(Beginning of Data records)
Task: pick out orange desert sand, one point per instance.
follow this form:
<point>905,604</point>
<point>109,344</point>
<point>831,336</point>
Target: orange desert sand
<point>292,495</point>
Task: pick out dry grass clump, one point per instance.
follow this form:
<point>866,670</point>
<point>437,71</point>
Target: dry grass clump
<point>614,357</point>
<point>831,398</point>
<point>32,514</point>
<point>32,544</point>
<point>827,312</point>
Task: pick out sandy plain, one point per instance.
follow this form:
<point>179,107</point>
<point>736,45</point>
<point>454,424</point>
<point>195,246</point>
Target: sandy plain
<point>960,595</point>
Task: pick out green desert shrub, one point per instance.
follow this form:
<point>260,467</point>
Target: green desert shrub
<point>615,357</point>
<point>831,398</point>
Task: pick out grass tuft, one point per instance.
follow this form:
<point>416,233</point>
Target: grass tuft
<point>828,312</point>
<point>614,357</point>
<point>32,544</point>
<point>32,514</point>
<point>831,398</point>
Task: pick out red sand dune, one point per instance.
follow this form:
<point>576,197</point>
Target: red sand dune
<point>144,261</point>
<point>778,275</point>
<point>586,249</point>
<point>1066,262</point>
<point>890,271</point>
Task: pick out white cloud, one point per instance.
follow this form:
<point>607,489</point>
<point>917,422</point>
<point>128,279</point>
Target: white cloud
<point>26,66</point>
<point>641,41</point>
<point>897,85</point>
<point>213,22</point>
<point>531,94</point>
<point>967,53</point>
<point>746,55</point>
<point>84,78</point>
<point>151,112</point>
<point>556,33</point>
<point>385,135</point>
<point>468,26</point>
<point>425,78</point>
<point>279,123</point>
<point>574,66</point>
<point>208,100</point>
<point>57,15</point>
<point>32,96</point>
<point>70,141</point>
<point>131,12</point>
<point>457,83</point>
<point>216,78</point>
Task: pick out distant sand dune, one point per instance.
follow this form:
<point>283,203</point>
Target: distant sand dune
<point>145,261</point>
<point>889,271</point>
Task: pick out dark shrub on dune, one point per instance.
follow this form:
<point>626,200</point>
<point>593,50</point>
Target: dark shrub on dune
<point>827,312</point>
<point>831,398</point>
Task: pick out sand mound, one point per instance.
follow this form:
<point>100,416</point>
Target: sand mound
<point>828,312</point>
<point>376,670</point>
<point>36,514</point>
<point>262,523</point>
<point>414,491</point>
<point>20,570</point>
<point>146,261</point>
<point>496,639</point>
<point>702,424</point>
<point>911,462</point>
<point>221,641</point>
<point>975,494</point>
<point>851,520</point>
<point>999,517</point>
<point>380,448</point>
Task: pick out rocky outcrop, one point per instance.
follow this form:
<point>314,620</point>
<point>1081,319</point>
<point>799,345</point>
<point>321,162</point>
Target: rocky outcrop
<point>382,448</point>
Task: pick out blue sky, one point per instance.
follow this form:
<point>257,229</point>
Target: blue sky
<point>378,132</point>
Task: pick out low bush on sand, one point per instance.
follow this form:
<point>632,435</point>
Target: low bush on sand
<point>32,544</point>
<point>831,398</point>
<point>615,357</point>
(End of Data records)
Copy out all of the records shown above exactly.

:: Output of the task ::
Task: pick out orange desert sand, one point per instance.
follow this form:
<point>905,604</point>
<point>109,344</point>
<point>831,336</point>
Target: orange desert sand
<point>292,495</point>
Task: pick out dry grass clump, one point per instance.
follow this form:
<point>866,670</point>
<point>437,71</point>
Target: dry grass clump
<point>614,357</point>
<point>831,398</point>
<point>32,514</point>
<point>32,544</point>
<point>827,312</point>
Task: pick out sandy plain, one point per instance.
follow this form:
<point>179,107</point>
<point>736,45</point>
<point>454,424</point>
<point>195,246</point>
Target: sandy plain
<point>960,595</point>
Task: pick out green desert shrub, one point per instance.
follow this form:
<point>260,467</point>
Target: green desert shrub
<point>615,357</point>
<point>831,398</point>
Task: pick out grass tuft, one point per instance.
follow this form:
<point>416,233</point>
Target: grass tuft
<point>828,312</point>
<point>614,357</point>
<point>32,544</point>
<point>32,514</point>
<point>831,398</point>
Task: pick out red sand dune, one point per instance.
follow this form:
<point>576,197</point>
Target: red sand dune
<point>144,261</point>
<point>778,275</point>
<point>586,249</point>
<point>1066,262</point>
<point>890,271</point>
Task: pick out white cloud, one point per instance.
follow this form:
<point>607,489</point>
<point>917,422</point>
<point>128,279</point>
Target: white cloud
<point>26,66</point>
<point>641,41</point>
<point>897,85</point>
<point>213,22</point>
<point>531,94</point>
<point>967,53</point>
<point>746,55</point>
<point>84,78</point>
<point>151,112</point>
<point>556,33</point>
<point>385,135</point>
<point>468,26</point>
<point>425,78</point>
<point>279,123</point>
<point>574,66</point>
<point>208,100</point>
<point>57,15</point>
<point>32,96</point>
<point>70,141</point>
<point>131,12</point>
<point>457,83</point>
<point>216,78</point>
Task: pick out distant sand dune, one point per instance.
follow this form:
<point>283,203</point>
Target: distant sand dune
<point>145,261</point>
<point>889,271</point>
Task: pick out dark shrub on dune, one point per instance.
follow this form:
<point>626,200</point>
<point>593,50</point>
Target: dark shrub on dune
<point>827,312</point>
<point>831,398</point>
Task: pick out sand mound, one point per instance.
follow this form:
<point>100,416</point>
Target: sand mound
<point>828,312</point>
<point>376,670</point>
<point>36,514</point>
<point>262,523</point>
<point>414,491</point>
<point>20,570</point>
<point>146,261</point>
<point>496,639</point>
<point>702,424</point>
<point>911,462</point>
<point>221,641</point>
<point>975,494</point>
<point>851,520</point>
<point>999,517</point>
<point>380,448</point>
Task: pick out rocky outcrop, one point per instance.
follow this form:
<point>314,620</point>
<point>1081,319</point>
<point>799,345</point>
<point>321,162</point>
Target: rocky outcrop
<point>382,448</point>
Task: pick out blue sky, one point per instance.
follow this form:
<point>257,229</point>
Target: blue sky
<point>378,132</point>
Task: pick out low bush on sand, one point per instance.
follow this form:
<point>632,435</point>
Target: low bush on sand
<point>32,544</point>
<point>831,398</point>
<point>615,357</point>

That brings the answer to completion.